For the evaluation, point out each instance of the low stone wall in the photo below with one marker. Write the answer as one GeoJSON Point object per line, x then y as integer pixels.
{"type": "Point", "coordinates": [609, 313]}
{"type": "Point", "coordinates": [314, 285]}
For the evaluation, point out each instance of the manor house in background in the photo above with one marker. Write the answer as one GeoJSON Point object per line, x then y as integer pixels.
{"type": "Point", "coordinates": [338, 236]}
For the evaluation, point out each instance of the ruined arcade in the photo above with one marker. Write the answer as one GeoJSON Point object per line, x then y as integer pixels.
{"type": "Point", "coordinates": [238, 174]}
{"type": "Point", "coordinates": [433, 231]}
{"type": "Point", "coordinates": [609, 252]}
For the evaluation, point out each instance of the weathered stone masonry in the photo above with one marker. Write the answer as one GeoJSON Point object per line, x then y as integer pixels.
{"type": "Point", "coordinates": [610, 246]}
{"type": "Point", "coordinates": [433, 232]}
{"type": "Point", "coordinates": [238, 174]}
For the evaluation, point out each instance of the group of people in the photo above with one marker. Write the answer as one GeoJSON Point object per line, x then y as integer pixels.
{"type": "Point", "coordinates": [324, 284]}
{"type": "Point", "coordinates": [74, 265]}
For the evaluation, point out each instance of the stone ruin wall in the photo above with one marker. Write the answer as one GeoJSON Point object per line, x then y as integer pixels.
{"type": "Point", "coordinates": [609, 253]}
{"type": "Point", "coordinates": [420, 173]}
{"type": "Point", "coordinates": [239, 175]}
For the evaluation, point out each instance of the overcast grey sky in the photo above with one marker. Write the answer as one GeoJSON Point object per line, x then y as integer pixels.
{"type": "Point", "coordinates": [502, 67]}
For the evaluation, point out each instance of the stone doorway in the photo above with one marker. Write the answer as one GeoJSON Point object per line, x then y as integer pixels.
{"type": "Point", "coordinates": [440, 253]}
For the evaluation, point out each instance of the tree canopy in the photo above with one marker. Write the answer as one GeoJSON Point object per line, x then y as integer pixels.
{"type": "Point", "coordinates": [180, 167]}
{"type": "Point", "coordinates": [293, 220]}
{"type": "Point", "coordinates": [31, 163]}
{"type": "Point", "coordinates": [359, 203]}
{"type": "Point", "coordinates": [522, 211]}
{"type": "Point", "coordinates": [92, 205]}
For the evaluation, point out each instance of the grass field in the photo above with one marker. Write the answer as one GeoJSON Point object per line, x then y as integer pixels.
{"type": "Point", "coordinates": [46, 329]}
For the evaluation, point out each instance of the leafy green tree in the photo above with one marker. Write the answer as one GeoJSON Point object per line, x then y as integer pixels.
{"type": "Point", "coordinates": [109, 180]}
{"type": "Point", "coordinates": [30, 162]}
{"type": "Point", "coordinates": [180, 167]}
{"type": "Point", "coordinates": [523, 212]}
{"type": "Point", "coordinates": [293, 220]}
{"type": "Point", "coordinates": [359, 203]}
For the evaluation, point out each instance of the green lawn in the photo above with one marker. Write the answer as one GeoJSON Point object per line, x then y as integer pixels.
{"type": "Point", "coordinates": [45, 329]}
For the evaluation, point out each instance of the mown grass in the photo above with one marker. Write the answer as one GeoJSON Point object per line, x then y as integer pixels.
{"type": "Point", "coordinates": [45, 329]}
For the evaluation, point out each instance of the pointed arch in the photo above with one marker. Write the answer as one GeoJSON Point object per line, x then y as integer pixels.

-----

■ WHAT IS EXPECTED:
Give back each line above precisely as it stands.

■ RESULT:
For the evaluation, point out each instance of the low stone wall in the photo below with one marker. Write the answer as one GeoJSON Point object per line, x then y as integer pixels.
{"type": "Point", "coordinates": [609, 313]}
{"type": "Point", "coordinates": [314, 285]}
For the evaluation, point out each instance of the manor house in background in the photo above with one marker. Write the answer as one GeoJSON Point object per line, x then y as integer pixels.
{"type": "Point", "coordinates": [338, 236]}
For the evaluation, point out each instance of the ruined arcade in the photo above with one marker. Write the answer as one GeoJSON Point object per line, x then y as integer pixels.
{"type": "Point", "coordinates": [238, 174]}
{"type": "Point", "coordinates": [433, 231]}
{"type": "Point", "coordinates": [609, 252]}
For the evaluation, point out each instance of the weathered stone masonry in the photo above with one marker. Write the answer as one GeoJSON Point object per line, x then y as integer pixels.
{"type": "Point", "coordinates": [610, 246]}
{"type": "Point", "coordinates": [433, 232]}
{"type": "Point", "coordinates": [238, 174]}
For the evaluation, point out each instance of the group of people in the photo above with one marker. Write the answer as one GeoJSON Point object per line, x then y as integer pixels.
{"type": "Point", "coordinates": [324, 284]}
{"type": "Point", "coordinates": [74, 265]}
For the evaluation, point out each instance of the stone ruin wall in the photo above with one marker. Write the answer as one GeoJSON Point object per line, x then y as integer pixels.
{"type": "Point", "coordinates": [609, 253]}
{"type": "Point", "coordinates": [420, 173]}
{"type": "Point", "coordinates": [239, 175]}
For the evaluation, point out each instance of the overcast grey sky in the photo above with one marker. Write the answer as one GeoJSON Point object per line, x then y as integer pixels.
{"type": "Point", "coordinates": [502, 67]}
For the evaluation, point out each instance of the stone doorway in the photo above with one marker. Write the answer as one GeoJSON Point object per line, x then y as integer pixels.
{"type": "Point", "coordinates": [440, 253]}
For the evaluation, point out each instance of the tree canopy in the photo above with one marker. Write the answer as one GeoJSON Point object per line, x then y as integer pixels.
{"type": "Point", "coordinates": [180, 167]}
{"type": "Point", "coordinates": [293, 220]}
{"type": "Point", "coordinates": [31, 163]}
{"type": "Point", "coordinates": [359, 203]}
{"type": "Point", "coordinates": [522, 211]}
{"type": "Point", "coordinates": [92, 205]}
For the evaluation, point out each instance of the grass field in the photo above with one marker. Write the answer as one GeoJSON Point object per line, x then y as integer pixels.
{"type": "Point", "coordinates": [46, 329]}
For the evaluation, point out each instance of the leafy green tree in the photo above with one marker. Write the answer as one GeoJSON Point object per line, x then y as integer pixels.
{"type": "Point", "coordinates": [109, 180]}
{"type": "Point", "coordinates": [30, 162]}
{"type": "Point", "coordinates": [180, 167]}
{"type": "Point", "coordinates": [523, 212]}
{"type": "Point", "coordinates": [293, 220]}
{"type": "Point", "coordinates": [359, 203]}
For the evaluation, point out each instance of the green lawn in the photo above with one marker. Write the answer as one GeoJSON Point object per line, x then y as integer pixels.
{"type": "Point", "coordinates": [45, 329]}
For the evaluation, point out each instance of the mown grass in the photo above with one marker. Write the answer as one GeoJSON Point object per line, x then y as integer pixels.
{"type": "Point", "coordinates": [45, 329]}
For the evaluation, point out each instance of the pointed arch in the photo above with one marker. Write the answer as one GeoJSON Point object per line, x then y as integer pixels.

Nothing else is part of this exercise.